##### RECORDED DATA #####

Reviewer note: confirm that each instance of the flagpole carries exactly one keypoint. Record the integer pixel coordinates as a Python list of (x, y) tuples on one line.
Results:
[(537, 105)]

#####
##### RECORDED DATA #####

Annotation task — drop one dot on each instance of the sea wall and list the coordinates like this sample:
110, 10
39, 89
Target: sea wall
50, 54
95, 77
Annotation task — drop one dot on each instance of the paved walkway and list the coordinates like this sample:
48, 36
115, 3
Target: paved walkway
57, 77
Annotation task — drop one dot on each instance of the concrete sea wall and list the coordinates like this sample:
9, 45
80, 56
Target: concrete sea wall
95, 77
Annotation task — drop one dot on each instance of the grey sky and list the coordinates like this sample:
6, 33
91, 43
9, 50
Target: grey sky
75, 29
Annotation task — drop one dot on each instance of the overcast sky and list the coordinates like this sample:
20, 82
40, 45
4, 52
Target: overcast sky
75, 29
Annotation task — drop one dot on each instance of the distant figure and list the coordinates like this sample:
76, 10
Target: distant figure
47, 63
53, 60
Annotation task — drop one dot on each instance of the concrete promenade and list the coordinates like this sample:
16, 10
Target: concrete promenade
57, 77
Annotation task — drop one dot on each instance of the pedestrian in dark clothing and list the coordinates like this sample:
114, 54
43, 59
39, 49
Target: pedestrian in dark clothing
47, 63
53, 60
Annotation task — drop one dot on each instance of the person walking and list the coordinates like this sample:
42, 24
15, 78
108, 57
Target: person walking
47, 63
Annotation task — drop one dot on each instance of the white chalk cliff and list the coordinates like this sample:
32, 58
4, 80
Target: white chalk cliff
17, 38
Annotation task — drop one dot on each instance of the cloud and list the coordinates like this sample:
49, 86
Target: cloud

#####
##### RECORDED DATA #####

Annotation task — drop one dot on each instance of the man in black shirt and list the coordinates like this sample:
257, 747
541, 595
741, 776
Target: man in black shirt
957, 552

#####

▸ **WHAT YOU ARE ASKED TO DO**
Using the records above, set down exactly the lines from the one with "of the grey" through the one with "Target: cloud", inclusive, and nothing more.

▸ **EXPECTED OUTPUT**
Annotation task — drop one dot on each instance of the grey sky and list the coordinates like this sample:
6, 33
91, 43
9, 50
Target: grey sky
75, 29
Annotation task — drop one dot on each instance of the overcast sky and list the coordinates like this sample:
20, 82
40, 45
4, 52
Target: overcast sky
75, 29
Annotation task — drop one dot on each instance of the distant figure and list the coordinates like this sample:
76, 10
Target: distant figure
47, 63
53, 60
Annotation task — drop one dot on each instance of the concrete promenade and list the coordinates like this sample:
16, 10
Target: concrete promenade
57, 77
Annotation task — drop one dot on each instance of the pedestrian in dark clothing and list the coordinates like this sample:
114, 54
43, 59
39, 49
Target: pedestrian in dark clothing
47, 63
53, 60
Annotation task — drop one dot on each instance of the person walking and list the coordinates like this sample:
42, 24
15, 78
108, 57
Target: person walking
47, 63
Annotation task — drop one dot on each instance of the white chalk cliff and list the coordinates like this sample:
32, 58
4, 80
Target: white chalk cliff
17, 38
Annotation task — drop one dot on each instance of the cloud and list the coordinates like this sample:
49, 86
Target: cloud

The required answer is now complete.